*** Begin section ***

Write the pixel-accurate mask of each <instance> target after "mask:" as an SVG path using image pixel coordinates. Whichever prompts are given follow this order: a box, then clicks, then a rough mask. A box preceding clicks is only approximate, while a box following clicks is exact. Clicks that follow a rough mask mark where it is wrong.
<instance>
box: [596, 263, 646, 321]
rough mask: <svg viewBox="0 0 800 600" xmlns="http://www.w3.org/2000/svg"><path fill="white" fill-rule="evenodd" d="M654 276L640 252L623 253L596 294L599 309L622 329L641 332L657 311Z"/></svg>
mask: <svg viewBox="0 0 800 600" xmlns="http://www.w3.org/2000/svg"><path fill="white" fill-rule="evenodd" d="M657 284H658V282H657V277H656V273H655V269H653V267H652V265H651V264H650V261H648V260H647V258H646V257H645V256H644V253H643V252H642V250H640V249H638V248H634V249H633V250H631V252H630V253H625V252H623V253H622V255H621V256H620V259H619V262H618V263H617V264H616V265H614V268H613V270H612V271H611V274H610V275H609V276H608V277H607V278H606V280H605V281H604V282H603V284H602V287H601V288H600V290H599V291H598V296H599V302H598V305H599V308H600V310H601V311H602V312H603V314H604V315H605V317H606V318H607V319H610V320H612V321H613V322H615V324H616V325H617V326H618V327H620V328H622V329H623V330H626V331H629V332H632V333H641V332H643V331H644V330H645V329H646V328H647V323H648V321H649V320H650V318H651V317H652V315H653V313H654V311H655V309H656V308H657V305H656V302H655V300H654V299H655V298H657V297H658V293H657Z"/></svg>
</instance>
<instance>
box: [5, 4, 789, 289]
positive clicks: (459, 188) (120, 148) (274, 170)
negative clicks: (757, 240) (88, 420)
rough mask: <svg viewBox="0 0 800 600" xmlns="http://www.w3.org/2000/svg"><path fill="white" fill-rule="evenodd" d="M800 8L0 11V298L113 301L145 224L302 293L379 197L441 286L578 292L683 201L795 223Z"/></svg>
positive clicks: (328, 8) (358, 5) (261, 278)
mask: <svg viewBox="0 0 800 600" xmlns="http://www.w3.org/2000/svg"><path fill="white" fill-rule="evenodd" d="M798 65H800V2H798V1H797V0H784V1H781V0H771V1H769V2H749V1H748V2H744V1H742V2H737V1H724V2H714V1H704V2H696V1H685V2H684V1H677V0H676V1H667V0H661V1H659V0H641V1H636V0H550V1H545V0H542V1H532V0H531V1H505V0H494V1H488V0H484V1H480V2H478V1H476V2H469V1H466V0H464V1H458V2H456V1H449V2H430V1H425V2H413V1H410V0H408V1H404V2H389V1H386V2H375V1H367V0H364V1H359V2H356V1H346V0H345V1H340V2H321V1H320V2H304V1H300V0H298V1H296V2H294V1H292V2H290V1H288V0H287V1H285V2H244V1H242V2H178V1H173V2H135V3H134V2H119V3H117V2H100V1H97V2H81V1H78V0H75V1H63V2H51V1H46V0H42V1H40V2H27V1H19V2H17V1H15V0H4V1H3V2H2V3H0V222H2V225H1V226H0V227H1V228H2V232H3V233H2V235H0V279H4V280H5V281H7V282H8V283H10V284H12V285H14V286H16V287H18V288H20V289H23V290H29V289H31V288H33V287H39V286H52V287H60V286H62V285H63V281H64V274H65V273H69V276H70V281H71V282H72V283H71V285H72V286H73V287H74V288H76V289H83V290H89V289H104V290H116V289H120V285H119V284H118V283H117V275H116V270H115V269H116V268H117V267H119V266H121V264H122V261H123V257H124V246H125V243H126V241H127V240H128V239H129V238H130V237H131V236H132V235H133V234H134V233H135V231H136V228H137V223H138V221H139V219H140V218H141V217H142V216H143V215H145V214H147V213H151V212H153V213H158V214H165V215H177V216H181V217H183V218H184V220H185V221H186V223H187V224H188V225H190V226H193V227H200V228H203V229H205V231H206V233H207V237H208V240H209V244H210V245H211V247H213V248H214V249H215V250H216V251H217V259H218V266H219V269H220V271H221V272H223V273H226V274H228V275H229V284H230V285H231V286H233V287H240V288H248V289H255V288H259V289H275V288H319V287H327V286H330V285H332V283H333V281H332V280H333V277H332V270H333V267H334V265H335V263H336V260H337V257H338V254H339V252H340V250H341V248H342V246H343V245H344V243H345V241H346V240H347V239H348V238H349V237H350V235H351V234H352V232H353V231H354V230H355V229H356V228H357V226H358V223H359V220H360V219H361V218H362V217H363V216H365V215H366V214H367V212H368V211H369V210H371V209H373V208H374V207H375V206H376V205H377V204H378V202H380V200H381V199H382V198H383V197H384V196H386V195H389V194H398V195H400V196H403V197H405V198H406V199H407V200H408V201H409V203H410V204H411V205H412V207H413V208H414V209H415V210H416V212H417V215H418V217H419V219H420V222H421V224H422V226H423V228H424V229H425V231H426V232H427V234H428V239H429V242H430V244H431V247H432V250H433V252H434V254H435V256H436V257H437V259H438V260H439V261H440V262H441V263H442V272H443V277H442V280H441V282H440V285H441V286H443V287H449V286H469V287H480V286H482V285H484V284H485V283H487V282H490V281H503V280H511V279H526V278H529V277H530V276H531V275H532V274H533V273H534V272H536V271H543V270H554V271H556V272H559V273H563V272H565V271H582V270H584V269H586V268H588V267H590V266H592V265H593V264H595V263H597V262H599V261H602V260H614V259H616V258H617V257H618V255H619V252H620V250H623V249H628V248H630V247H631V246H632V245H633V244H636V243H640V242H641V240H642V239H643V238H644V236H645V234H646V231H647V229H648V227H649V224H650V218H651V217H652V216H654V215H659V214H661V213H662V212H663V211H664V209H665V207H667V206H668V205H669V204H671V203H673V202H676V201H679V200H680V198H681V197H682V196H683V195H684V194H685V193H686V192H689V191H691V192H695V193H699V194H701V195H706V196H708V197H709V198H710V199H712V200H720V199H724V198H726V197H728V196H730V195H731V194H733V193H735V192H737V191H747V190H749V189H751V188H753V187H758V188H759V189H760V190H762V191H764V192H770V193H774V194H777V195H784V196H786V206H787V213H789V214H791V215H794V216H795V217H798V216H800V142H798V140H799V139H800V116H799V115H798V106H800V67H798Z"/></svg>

*** End section ***

Copy out all the items, substituting "coarse mask" for every "rough mask" and changing nothing else.

Write the pixel-accurate mask of each <instance> target after "mask:" as an SVG path using image pixel coordinates. Whichever prompts are given follow this order: a box, then clicks, then a coarse mask. A box preceding clicks is only approximate, while a box following clicks is exact. Clicks that follow a coarse mask mark where it is wrong.
<instance>
box: [596, 263, 646, 321]
coarse mask: <svg viewBox="0 0 800 600" xmlns="http://www.w3.org/2000/svg"><path fill="white" fill-rule="evenodd" d="M654 276L640 252L623 253L596 294L599 309L622 329L641 332L657 311Z"/></svg>
mask: <svg viewBox="0 0 800 600" xmlns="http://www.w3.org/2000/svg"><path fill="white" fill-rule="evenodd" d="M657 284H658V282H657V277H656V273H655V269H653V267H652V265H651V264H650V261H648V260H647V258H646V257H645V256H644V253H643V252H642V250H640V249H638V248H634V249H633V250H631V252H630V253H625V252H623V253H622V255H621V256H620V259H619V262H618V263H617V264H616V265H614V268H613V270H612V271H611V274H610V275H609V276H608V277H607V278H606V280H605V281H604V282H603V284H602V287H601V288H600V290H599V291H598V296H599V302H598V305H599V308H600V310H601V311H602V312H603V314H604V315H605V317H606V318H607V319H610V320H612V321H613V322H615V324H616V325H617V326H618V327H620V328H622V329H623V330H626V331H629V332H632V333H641V332H643V331H644V330H645V329H646V328H647V323H648V321H649V320H650V318H651V317H652V315H653V313H654V311H655V309H656V308H657V305H656V302H655V300H654V299H655V298H657V297H658V293H657Z"/></svg>
</instance>
<instance>
box: [5, 4, 789, 289]
positive clicks: (459, 188) (120, 148) (274, 170)
negative clicks: (757, 240) (88, 420)
coarse mask: <svg viewBox="0 0 800 600" xmlns="http://www.w3.org/2000/svg"><path fill="white" fill-rule="evenodd" d="M800 8L0 11V298L113 301L145 224L302 293L379 197L441 286L578 292L683 201L795 223Z"/></svg>
positive clicks: (328, 8) (358, 5) (261, 278)
mask: <svg viewBox="0 0 800 600" xmlns="http://www.w3.org/2000/svg"><path fill="white" fill-rule="evenodd" d="M798 65H800V2H798V1H797V0H784V1H781V0H771V1H769V2H749V1H748V2H744V1H742V2H737V1H724V2H714V1H704V2H696V1H685V2H684V1H677V0H676V1H667V0H661V1H659V0H641V1H636V0H550V1H545V0H542V1H532V0H531V1H505V0H494V1H488V0H484V1H480V2H478V1H476V2H469V1H466V0H464V1H458V2H456V1H449V2H430V1H425V2H413V1H410V0H408V1H404V2H389V1H386V2H375V1H367V0H364V1H359V2H356V1H346V0H345V1H340V2H321V1H320V2H304V1H300V0H298V1H296V2H294V1H292V2H290V1H288V0H287V1H285V2H244V1H242V2H178V1H173V2H135V3H134V2H119V3H117V2H100V1H97V2H81V1H78V0H75V1H63V2H51V1H46V0H42V1H40V2H27V1H19V2H17V1H15V0H4V1H3V2H2V3H0V222H2V225H1V226H0V227H1V228H2V232H3V233H2V235H0V279H4V280H5V281H7V282H8V283H10V284H12V285H14V286H16V287H18V288H20V289H23V290H29V289H31V288H33V287H39V286H52V287H60V286H62V285H63V281H64V274H65V273H69V276H70V281H71V282H72V283H71V285H72V286H73V287H74V288H76V289H83V290H89V289H104V290H116V289H120V285H119V284H118V283H117V275H116V270H115V269H116V268H117V267H119V266H121V264H122V261H123V257H124V246H125V243H126V241H127V240H128V239H129V238H130V237H131V236H132V235H133V234H134V233H135V231H136V228H137V223H138V221H139V219H140V218H141V217H142V216H143V215H145V214H147V213H151V212H153V213H158V214H165V215H177V216H181V217H183V218H184V220H185V221H186V223H187V224H188V225H190V226H193V227H200V228H203V229H205V231H206V233H207V237H208V240H209V244H210V245H211V247H213V248H214V249H215V250H216V251H217V259H218V266H219V269H220V271H221V272H223V273H226V274H228V275H229V284H230V285H231V286H233V287H240V288H248V289H255V288H259V289H275V288H319V287H327V286H330V285H332V283H333V281H332V280H333V277H332V270H333V267H334V265H335V263H336V260H337V257H338V254H339V252H340V250H341V248H342V246H343V245H344V243H345V241H346V240H347V239H348V238H349V237H350V235H351V234H352V232H353V231H354V230H355V229H356V228H357V226H358V223H359V220H360V219H361V218H362V217H363V216H365V215H366V214H367V212H368V211H369V210H371V209H373V208H374V207H375V206H376V205H377V204H378V202H380V200H381V199H382V198H383V197H384V196H386V195H389V194H398V195H400V196H403V197H405V198H406V199H407V200H408V201H409V203H410V204H411V205H412V207H413V208H414V209H415V210H416V212H417V215H418V217H419V219H420V222H421V224H422V226H423V228H424V229H425V231H426V232H427V234H428V239H429V242H430V244H431V247H432V250H433V252H434V254H435V256H436V257H437V259H438V260H439V261H440V262H441V263H442V272H443V277H442V280H441V282H440V285H441V286H443V287H449V286H469V287H480V286H482V285H484V284H485V283H487V282H490V281H503V280H511V279H526V278H529V277H530V276H531V275H532V274H533V273H534V272H536V271H543V270H554V271H556V272H559V273H563V272H565V271H582V270H584V269H586V268H588V267H590V266H592V265H593V264H595V263H597V262H599V261H602V260H614V259H616V258H617V257H618V255H619V252H620V250H623V249H628V248H630V247H631V246H632V245H633V244H636V243H640V242H641V240H642V239H643V238H644V236H645V234H646V231H647V229H648V227H649V224H650V218H651V217H652V216H654V215H659V214H661V213H662V212H663V211H664V209H665V207H667V206H668V205H669V204H671V203H673V202H676V201H679V200H680V198H681V197H682V196H683V195H684V194H685V193H686V192H689V191H691V192H695V193H699V194H701V195H706V196H708V197H709V198H710V199H712V200H720V199H724V198H726V197H728V196H730V195H731V194H733V193H735V192H737V191H747V190H749V189H751V188H753V187H758V188H759V189H760V190H762V191H764V192H770V193H774V194H777V195H784V196H786V206H787V213H789V214H791V215H794V216H795V217H798V216H800V142H798V140H799V139H800V116H799V115H798V106H800V67H798Z"/></svg>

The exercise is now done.